Data records:
━━━━━━━━━━━━━━━━

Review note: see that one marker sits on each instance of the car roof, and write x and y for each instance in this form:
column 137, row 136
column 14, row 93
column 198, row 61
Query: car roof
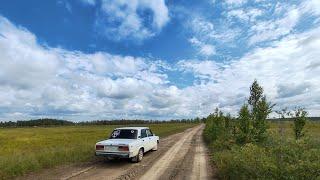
column 137, row 128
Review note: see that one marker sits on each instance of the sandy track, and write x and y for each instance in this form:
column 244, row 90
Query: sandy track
column 179, row 156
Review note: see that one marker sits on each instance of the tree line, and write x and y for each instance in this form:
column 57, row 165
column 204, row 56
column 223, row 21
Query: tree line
column 56, row 122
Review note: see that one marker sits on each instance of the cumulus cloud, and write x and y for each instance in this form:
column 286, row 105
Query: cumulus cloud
column 203, row 49
column 42, row 81
column 137, row 19
column 287, row 70
column 89, row 2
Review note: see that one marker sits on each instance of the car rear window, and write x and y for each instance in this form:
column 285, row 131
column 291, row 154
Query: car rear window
column 124, row 134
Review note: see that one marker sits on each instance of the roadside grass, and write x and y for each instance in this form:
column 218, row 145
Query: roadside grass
column 24, row 150
column 281, row 156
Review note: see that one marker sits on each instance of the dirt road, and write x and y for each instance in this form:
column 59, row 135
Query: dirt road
column 180, row 156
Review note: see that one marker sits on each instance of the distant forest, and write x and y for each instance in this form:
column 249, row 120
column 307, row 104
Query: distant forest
column 56, row 122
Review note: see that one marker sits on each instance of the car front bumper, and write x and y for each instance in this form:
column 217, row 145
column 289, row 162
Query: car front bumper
column 113, row 154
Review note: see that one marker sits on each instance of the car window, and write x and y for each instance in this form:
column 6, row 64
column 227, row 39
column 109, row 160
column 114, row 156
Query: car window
column 149, row 133
column 124, row 134
column 143, row 133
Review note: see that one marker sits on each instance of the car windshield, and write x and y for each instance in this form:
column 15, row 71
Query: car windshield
column 124, row 134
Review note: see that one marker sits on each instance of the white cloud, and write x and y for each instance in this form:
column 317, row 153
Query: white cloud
column 204, row 49
column 287, row 70
column 89, row 2
column 40, row 81
column 121, row 19
column 245, row 15
column 274, row 29
column 235, row 2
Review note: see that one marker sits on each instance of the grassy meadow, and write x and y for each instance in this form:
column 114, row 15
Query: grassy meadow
column 24, row 150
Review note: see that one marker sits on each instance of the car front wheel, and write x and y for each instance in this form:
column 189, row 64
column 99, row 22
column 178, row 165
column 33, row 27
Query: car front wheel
column 138, row 157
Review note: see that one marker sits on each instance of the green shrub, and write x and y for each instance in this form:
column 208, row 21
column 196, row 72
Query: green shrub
column 283, row 160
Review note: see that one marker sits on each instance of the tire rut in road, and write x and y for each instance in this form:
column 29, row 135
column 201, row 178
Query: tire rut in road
column 174, row 154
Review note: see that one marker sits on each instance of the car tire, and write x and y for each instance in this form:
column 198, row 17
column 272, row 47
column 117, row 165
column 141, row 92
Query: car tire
column 138, row 157
column 156, row 147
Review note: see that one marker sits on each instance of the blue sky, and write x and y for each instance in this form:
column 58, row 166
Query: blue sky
column 155, row 59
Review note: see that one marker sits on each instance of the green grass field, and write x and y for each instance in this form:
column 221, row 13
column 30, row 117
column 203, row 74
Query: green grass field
column 24, row 150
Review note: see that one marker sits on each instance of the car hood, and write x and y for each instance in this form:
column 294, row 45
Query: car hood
column 116, row 141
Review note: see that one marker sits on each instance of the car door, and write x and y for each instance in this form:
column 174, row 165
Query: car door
column 151, row 138
column 145, row 140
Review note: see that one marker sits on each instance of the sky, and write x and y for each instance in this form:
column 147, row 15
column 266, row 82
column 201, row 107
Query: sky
column 155, row 59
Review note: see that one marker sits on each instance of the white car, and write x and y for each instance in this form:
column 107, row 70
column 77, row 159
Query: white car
column 128, row 142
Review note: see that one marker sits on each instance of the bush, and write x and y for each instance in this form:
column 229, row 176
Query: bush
column 292, row 160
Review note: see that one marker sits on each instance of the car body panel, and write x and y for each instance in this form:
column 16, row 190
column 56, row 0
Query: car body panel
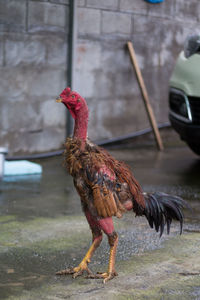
column 186, row 75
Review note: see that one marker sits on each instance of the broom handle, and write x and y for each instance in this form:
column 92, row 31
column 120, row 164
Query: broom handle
column 145, row 96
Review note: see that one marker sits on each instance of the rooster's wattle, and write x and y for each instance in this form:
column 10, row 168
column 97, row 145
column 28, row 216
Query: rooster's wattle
column 108, row 188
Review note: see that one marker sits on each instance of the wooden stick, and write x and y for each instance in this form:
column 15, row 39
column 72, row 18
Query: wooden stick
column 145, row 96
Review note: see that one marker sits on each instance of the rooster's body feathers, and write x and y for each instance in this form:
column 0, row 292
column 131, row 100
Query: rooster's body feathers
column 106, row 186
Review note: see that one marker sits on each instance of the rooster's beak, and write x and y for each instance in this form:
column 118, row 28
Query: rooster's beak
column 58, row 99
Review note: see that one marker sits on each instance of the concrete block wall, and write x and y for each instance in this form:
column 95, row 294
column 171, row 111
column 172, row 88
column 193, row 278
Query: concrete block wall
column 104, row 74
column 33, row 65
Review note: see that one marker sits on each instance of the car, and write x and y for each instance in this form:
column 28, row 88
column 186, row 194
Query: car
column 184, row 94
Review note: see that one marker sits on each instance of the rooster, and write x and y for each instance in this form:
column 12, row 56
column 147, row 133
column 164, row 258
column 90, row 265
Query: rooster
column 107, row 188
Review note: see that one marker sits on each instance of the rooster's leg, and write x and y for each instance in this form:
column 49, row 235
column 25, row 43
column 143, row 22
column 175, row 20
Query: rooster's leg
column 106, row 224
column 83, row 266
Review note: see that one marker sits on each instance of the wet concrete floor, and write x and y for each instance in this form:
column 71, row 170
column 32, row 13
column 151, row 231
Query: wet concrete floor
column 42, row 230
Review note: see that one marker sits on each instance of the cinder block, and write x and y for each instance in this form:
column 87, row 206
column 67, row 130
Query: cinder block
column 164, row 9
column 107, row 4
column 52, row 114
column 24, row 49
column 46, row 82
column 12, row 15
column 21, row 116
column 60, row 1
column 133, row 6
column 89, row 21
column 116, row 23
column 107, row 116
column 81, row 2
column 88, row 61
column 1, row 50
column 187, row 10
column 48, row 139
column 56, row 51
column 45, row 16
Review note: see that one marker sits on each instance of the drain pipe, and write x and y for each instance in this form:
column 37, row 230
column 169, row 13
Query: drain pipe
column 3, row 152
column 71, row 56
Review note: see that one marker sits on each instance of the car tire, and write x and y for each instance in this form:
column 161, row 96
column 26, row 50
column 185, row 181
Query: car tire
column 194, row 147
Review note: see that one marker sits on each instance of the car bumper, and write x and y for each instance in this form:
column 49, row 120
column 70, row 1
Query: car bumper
column 188, row 132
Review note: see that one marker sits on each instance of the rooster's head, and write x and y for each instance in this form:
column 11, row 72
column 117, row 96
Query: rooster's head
column 72, row 100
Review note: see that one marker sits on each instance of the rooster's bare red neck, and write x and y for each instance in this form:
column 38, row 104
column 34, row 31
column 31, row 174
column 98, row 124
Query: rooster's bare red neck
column 81, row 124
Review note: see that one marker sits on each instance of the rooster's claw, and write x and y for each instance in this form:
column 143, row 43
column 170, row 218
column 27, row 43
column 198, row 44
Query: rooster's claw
column 105, row 276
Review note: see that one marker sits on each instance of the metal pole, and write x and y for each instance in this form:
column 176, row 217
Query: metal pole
column 3, row 151
column 71, row 55
column 145, row 96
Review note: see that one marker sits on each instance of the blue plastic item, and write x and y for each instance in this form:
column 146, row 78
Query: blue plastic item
column 21, row 167
column 154, row 1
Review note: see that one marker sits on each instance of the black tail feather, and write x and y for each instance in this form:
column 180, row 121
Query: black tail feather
column 161, row 209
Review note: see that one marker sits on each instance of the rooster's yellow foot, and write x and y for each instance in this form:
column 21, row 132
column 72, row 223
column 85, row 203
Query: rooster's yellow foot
column 105, row 276
column 77, row 271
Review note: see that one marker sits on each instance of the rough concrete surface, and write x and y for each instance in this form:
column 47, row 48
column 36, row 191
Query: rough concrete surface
column 34, row 64
column 43, row 230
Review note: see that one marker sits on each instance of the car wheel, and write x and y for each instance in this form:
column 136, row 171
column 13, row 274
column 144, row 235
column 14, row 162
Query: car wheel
column 194, row 147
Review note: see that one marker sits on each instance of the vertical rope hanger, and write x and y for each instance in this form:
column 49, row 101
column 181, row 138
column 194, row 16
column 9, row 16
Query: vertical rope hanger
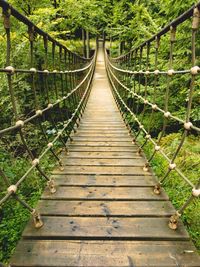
column 39, row 118
column 119, row 88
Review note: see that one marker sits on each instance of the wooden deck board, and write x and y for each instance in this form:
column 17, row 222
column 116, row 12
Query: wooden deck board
column 106, row 208
column 83, row 228
column 104, row 180
column 104, row 212
column 112, row 193
column 105, row 253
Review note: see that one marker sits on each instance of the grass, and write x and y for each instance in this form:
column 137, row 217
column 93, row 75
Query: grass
column 13, row 216
column 177, row 189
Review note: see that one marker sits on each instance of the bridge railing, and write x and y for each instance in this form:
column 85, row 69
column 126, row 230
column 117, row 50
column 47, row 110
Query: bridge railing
column 44, row 89
column 145, row 80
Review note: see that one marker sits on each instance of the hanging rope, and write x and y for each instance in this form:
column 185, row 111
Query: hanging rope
column 148, row 97
column 61, row 85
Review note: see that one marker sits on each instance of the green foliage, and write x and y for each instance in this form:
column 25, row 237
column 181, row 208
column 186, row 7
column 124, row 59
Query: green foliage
column 176, row 188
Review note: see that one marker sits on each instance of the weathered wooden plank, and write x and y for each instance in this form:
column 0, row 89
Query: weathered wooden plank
column 101, row 155
column 105, row 135
column 102, row 139
column 102, row 131
column 103, row 148
column 105, row 253
column 101, row 170
column 104, row 180
column 103, row 162
column 110, row 193
column 104, row 143
column 105, row 229
column 106, row 208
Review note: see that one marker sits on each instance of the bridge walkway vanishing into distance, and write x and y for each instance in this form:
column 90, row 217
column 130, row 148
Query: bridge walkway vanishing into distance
column 104, row 212
column 103, row 205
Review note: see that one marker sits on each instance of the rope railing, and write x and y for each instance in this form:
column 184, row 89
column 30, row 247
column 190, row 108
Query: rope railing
column 58, row 82
column 139, row 81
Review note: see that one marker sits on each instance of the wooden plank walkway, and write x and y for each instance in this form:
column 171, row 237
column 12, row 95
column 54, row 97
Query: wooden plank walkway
column 104, row 212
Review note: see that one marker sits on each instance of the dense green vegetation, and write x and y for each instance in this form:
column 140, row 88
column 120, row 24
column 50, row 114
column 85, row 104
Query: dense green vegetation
column 126, row 24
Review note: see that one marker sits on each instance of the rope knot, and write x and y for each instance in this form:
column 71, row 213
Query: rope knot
column 12, row 189
column 188, row 125
column 196, row 192
column 35, row 162
column 50, row 145
column 10, row 69
column 156, row 72
column 170, row 72
column 33, row 70
column 157, row 148
column 172, row 166
column 167, row 114
column 154, row 107
column 38, row 112
column 194, row 70
column 19, row 123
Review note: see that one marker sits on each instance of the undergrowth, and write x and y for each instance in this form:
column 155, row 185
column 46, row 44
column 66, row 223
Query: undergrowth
column 176, row 188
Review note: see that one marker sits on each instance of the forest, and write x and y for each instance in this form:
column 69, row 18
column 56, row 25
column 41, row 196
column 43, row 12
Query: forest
column 76, row 24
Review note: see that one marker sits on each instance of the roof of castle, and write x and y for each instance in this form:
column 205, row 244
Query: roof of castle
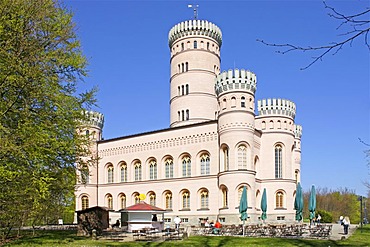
column 195, row 27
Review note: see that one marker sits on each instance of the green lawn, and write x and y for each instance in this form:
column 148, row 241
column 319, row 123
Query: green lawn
column 69, row 238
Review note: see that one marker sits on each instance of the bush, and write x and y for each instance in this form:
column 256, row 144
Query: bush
column 326, row 217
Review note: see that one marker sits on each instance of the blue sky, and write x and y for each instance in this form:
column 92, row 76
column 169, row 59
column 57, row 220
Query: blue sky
column 126, row 43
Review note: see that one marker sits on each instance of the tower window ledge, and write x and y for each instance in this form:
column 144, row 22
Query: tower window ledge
column 203, row 209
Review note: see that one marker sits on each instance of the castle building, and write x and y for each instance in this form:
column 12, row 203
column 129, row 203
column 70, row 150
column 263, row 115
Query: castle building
column 216, row 144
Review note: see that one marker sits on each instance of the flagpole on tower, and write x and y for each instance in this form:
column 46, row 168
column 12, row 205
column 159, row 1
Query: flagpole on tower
column 195, row 9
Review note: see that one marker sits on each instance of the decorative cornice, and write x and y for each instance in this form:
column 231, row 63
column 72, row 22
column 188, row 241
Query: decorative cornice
column 195, row 27
column 236, row 80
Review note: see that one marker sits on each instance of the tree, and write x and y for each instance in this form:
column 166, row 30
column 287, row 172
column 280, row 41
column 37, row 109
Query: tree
column 41, row 66
column 355, row 25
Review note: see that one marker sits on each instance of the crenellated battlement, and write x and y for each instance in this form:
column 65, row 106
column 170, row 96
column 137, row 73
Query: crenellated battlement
column 298, row 131
column 95, row 119
column 236, row 80
column 276, row 107
column 195, row 27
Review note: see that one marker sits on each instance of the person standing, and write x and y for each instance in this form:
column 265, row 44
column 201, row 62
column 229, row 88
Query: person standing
column 177, row 221
column 318, row 218
column 346, row 223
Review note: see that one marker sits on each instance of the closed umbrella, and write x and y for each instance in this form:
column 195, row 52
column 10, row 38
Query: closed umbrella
column 312, row 203
column 298, row 203
column 264, row 205
column 243, row 206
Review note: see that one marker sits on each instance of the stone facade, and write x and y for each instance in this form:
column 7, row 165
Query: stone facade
column 216, row 144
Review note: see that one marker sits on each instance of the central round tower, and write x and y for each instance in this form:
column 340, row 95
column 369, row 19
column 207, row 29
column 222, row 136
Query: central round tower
column 195, row 62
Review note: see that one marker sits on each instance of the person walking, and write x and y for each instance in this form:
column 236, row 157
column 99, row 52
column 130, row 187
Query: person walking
column 346, row 224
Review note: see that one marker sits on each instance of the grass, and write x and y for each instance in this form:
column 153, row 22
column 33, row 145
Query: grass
column 69, row 238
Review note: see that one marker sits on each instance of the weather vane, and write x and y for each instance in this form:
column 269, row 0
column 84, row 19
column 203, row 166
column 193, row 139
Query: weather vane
column 195, row 9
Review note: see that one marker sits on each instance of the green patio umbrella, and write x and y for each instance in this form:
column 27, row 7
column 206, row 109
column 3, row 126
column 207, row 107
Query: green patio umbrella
column 312, row 203
column 243, row 206
column 264, row 205
column 298, row 203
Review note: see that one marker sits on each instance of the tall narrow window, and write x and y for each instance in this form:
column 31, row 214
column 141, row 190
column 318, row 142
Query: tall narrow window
column 224, row 198
column 242, row 103
column 84, row 202
column 109, row 201
column 152, row 199
column 204, row 199
column 110, row 174
column 136, row 198
column 279, row 199
column 186, row 200
column 123, row 173
column 169, row 168
column 85, row 175
column 278, row 161
column 204, row 164
column 137, row 168
column 226, row 158
column 186, row 167
column 242, row 157
column 168, row 198
column 122, row 201
column 152, row 170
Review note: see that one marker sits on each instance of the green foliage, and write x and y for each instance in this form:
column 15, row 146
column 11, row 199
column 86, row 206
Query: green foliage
column 326, row 217
column 41, row 65
column 69, row 238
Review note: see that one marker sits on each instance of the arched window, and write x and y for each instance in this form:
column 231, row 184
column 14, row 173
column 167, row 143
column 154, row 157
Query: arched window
column 223, row 104
column 84, row 202
column 278, row 161
column 152, row 199
column 204, row 199
column 233, row 102
column 225, row 200
column 122, row 200
column 168, row 200
column 225, row 151
column 136, row 197
column 124, row 172
column 186, row 200
column 263, row 125
column 85, row 174
column 186, row 166
column 110, row 171
column 242, row 157
column 169, row 168
column 204, row 164
column 152, row 170
column 279, row 199
column 242, row 102
column 137, row 168
column 109, row 201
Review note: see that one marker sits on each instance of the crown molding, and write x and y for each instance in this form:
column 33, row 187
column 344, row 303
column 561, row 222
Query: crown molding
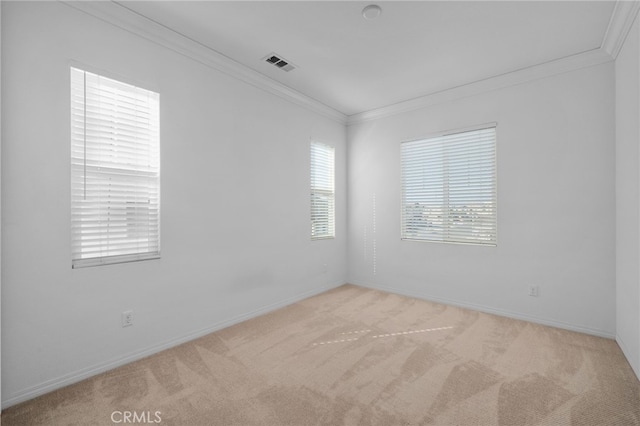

━━━━━━━━━━━━━━━━

Exercise details: Reproduce, word for word, the part of the listing that opens with the line containing "car wheel, and" and closes with the line containing "column 61, row 85", including both of those lines. Leave the pictures out of your copy.

Complete response:
Review note: see that one marker sits on each instance of the car wheel, and write x and y for each instance in this form:
column 136, row 171
column 13, row 274
column 144, row 235
column 14, row 162
Query: car wheel
column 194, row 147
Review note: see that one marker sits on each instance of the vertical rope hanger, and write x and y for each instance in this form:
column 49, row 101
column 181, row 138
column 194, row 16
column 9, row 16
Query: vertical rope hanger
column 39, row 118
column 119, row 88
Review note: see that one marker sits on each instance of the wooden deck board, and write x and y for each instance in this form:
column 17, row 222
column 116, row 12
Query: wooden deck board
column 106, row 208
column 83, row 228
column 104, row 180
column 104, row 212
column 112, row 193
column 105, row 253
Review note: see that one marker sits on each instance of the grass, and write x and y for each instance in this form:
column 137, row 217
column 93, row 75
Query: grass
column 13, row 216
column 177, row 189
Review note: see that one marker sits on each instance of the bridge railing, and write x and y for each instance in this form:
column 85, row 69
column 126, row 230
column 117, row 50
column 47, row 110
Query: bridge railing
column 44, row 89
column 145, row 80
Review note: see that one marker sits on each instance of the hanging rope, and write x and y for each instance in this form:
column 185, row 111
Query: hanging rope
column 148, row 97
column 61, row 85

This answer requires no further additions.